(Referring expression pointing data)
= = = =

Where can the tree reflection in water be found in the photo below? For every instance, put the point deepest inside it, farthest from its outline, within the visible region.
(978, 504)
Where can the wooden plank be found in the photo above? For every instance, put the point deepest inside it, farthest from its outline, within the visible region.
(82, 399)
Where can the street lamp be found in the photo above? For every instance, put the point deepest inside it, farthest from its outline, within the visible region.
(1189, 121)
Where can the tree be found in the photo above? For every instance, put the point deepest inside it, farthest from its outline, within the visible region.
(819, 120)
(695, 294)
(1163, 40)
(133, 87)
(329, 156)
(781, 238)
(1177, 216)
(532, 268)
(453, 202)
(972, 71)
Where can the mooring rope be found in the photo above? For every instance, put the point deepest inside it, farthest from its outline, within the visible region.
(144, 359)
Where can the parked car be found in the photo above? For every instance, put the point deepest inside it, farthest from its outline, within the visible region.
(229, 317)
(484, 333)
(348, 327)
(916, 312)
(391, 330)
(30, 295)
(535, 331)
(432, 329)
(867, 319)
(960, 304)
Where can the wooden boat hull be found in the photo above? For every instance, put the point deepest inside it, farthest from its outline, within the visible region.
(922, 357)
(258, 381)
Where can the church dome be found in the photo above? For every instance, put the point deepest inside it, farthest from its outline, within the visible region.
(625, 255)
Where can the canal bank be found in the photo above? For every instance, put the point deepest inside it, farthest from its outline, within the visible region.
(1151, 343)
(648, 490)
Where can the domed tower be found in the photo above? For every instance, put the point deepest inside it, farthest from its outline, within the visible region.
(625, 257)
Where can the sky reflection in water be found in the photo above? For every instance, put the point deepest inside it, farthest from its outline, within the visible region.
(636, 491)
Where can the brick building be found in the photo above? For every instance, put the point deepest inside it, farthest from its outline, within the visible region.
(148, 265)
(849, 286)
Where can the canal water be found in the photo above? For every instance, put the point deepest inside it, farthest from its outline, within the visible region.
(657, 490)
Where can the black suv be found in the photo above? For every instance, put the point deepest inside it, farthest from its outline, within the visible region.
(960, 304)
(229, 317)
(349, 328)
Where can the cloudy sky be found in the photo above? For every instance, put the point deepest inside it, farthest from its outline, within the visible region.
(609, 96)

= = = =

=== Task objective ===
Reproduce exactly, with nothing added, the lines from the one that contains "Where can the brick" to the end of the data.

=== Response ===
Where can the brick building be found in the photo above? For every instance, put the point deepest inside it, farthest from its outline, within the visible region.
(148, 265)
(849, 286)
Where can the canal water be found in the photo above? For every instance, put the point deepest inside it, farthest from its outline, within the visible region.
(657, 490)
Where can the black suv be found in the photo above? For every instance, put the point deepest inside it, farthest from its outline, within the visible region.
(960, 304)
(229, 317)
(349, 328)
Where can the cloudy sky be found in the photo above? For every instance, put the point deepest inside it, farthest from its outline, within the visible region.
(609, 96)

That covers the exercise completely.